◆ WHAT THE TASK REQUIRES
Copy everything from "In this ongoing" down to "on the way." in the spinal cord stimulation abstract, renaming "waveforms" to "stimulation patterns" throughout.

Spinal cord stimulation involves the application of electrical currents to alleviate chronic neuropathic pain and most recently, activity-dependent spinal neuromodulation has been used for motor recovery of the lower limbs in spinal cord injuries. Despite its extensive use over decades, the precise mechanisms underlying the impact of burst spinal cord stimulation on motor neurons and muscle recruitment remains unclear. To investigate this, we employed different stimulation frequencies to explore its effects on motor neuron recruitment on individuals with chronic neuropathic pain.
Participants performed isometric ankle-dorsal flexions at 15% and 30% of their maximum voluntary contraction force along with four isometric ramp contractions for each SCS waveform: off, tonic (130Hz), sham and burst (40Hz). We recorded muscle activity using high-density surface electromyography (HDs-EMG) with a 64-electrode grid placed on the tibial anterior muscle (TA). By decomposing the HDs-EMG signals into single motor unit action potentials, we evaluated motor unit recruitment and de-recruitment thresholds, discharge rate, inter-spike interval and common synaptic input to motor neurons (coherence). We analyzed the activity of the motor units tracked across all four stimulation types and compared their properties using a Friedman test (Fig.1).
In this ongoing study, we included nine patients (5 females; 4 males; mean age 59 years) with chronic neuropathic pain (leg, lower back, or phantom limb pain), all with thoracic epidural stimulation at Th7 - Th8 spinal level. While a few subject-specific variations were observed, our study suggests that SCS across different waveforms (tonic versus burst versus sham) usually applied to treat chronic pain disorders does not significantly influence motor neuron recruitment in the TA muscle among the participants, considering short-term changes in the stimulation type.
Contrary to reported activity-dependent, targeted spinal cord stimulation for lower limbs motor recovery, SCS using tonic and burst waveforms was found not to impact motor neuron activity. The data provided is of preliminary nature, however enlargement of the study cohort and an extended long-term follow up are on the way.

◆ DATASET EXCERPTS

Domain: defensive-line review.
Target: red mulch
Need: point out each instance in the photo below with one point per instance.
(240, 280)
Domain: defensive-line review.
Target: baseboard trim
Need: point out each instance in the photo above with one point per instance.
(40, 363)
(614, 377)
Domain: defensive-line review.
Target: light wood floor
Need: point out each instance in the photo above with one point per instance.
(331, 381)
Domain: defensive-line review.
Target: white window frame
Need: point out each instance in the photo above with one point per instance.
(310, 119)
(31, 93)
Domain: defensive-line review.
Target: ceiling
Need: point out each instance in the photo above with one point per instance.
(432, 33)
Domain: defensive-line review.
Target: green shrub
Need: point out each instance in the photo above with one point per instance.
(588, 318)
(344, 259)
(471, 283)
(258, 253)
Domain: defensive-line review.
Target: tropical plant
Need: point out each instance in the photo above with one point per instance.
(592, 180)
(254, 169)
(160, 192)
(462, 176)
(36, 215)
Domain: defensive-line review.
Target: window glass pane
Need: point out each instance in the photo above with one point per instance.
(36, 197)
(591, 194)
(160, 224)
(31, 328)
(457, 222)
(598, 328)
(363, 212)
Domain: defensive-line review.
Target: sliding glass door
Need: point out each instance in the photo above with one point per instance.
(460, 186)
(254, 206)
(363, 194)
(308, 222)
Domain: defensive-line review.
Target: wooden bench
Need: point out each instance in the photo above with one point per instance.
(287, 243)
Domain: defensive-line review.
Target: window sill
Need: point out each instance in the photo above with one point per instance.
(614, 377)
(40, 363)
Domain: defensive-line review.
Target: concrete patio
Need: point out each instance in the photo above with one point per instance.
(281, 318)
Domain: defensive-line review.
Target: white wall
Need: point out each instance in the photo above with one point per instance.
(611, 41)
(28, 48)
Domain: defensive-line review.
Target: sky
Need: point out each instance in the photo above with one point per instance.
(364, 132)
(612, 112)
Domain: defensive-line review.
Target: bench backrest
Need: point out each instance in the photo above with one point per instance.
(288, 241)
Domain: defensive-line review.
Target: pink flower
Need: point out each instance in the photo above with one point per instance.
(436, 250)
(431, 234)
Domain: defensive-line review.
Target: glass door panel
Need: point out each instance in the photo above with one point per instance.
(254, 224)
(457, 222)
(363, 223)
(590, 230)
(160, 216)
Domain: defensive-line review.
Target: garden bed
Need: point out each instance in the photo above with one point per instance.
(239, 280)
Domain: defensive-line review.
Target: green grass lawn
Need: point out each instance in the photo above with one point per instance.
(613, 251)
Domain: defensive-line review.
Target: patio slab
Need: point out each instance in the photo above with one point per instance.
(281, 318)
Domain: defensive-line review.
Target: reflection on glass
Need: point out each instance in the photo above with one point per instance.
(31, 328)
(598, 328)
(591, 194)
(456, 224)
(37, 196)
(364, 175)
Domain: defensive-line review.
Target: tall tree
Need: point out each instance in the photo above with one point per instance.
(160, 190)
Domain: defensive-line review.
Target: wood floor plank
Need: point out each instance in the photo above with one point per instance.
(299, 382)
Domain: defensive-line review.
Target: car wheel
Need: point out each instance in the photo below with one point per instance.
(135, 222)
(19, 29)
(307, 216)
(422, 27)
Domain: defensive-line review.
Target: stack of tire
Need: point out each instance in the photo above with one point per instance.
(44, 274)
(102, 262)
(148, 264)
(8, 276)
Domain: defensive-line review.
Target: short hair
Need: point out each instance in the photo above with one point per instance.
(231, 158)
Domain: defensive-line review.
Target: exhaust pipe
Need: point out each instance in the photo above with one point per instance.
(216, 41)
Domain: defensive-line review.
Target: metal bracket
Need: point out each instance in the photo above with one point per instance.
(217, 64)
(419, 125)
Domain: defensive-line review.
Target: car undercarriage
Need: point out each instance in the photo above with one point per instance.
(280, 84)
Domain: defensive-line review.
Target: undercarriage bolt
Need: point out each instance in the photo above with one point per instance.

◆ PROBLEM SOLUTION
In this ongoing study, we included nine patients (5 females; 4 males; mean age 59 years) with chronic neuropathic pain (leg, lower back, or phantom limb pain), all with thoracic epidural stimulation at Th7 - Th8 spinal level. While a few subject-specific variations were observed, our study suggests that SCS across different stimulation patterns (tonic versus burst versus sham) usually applied to treat chronic pain disorders does not significantly influence motor neuron recruitment in the TA muscle among the participants, considering short-term changes in the stimulation type.
Contrary to reported activity-dependent, targeted spinal cord stimulation for lower limbs motor recovery, SCS using tonic and burst stimulation patterns was found not to impact motor neuron activity. The data provided is of preliminary nature, however enlargement of the study cohort and an extended long-term follow up are on the way.